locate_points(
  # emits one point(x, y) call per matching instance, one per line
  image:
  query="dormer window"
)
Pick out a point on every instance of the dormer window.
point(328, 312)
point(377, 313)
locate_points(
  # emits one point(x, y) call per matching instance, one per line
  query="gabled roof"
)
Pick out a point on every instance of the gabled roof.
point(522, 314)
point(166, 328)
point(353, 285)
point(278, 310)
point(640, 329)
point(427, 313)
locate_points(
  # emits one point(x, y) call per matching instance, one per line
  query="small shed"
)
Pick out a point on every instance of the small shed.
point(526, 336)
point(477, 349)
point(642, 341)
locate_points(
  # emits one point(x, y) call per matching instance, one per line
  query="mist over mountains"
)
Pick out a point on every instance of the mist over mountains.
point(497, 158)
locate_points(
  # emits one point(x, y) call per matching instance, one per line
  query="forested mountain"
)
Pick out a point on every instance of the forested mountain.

★ ★ ★ ★ ★ ★ ★

Requirements =>
Reproduce all of the lines above, requests included, multiplying each coordinate in the answers by 1.3 and rounding to the nearest whole number, with halves rounded up.

Response to this task =>
locate_points(
  # emits one point(x, y) call per matching instance, one per line
  image:
  query="dormer window"
)
Pick out a point on every instance of the dormer window.
point(426, 406)
point(490, 407)
locate_points(
  # emits one point(x, y) call per matching instance, one per line
  query="gabled roof"
)
Pick out a point on every instance of the gabled roof.
point(679, 408)
point(216, 426)
point(459, 371)
point(361, 403)
point(832, 428)
point(555, 407)
locate_points(
  # emits one point(x, y) call per matching instance, one per line
  query="small shed"
)
Pick out a point on every instance of the small shed.
point(684, 437)
point(620, 454)
point(835, 443)
locate_points(
  # emits one point(x, y) call per matching instance, one per line
  query="mist over mountains"
)
Pick out a point on every instance of the mist over mountains.
point(646, 205)
locate_points(
  # emits one point(x, y) call per matching instance, one per line
  query="forested mountain"
)
Pick out a point on every instance of the forested mountain.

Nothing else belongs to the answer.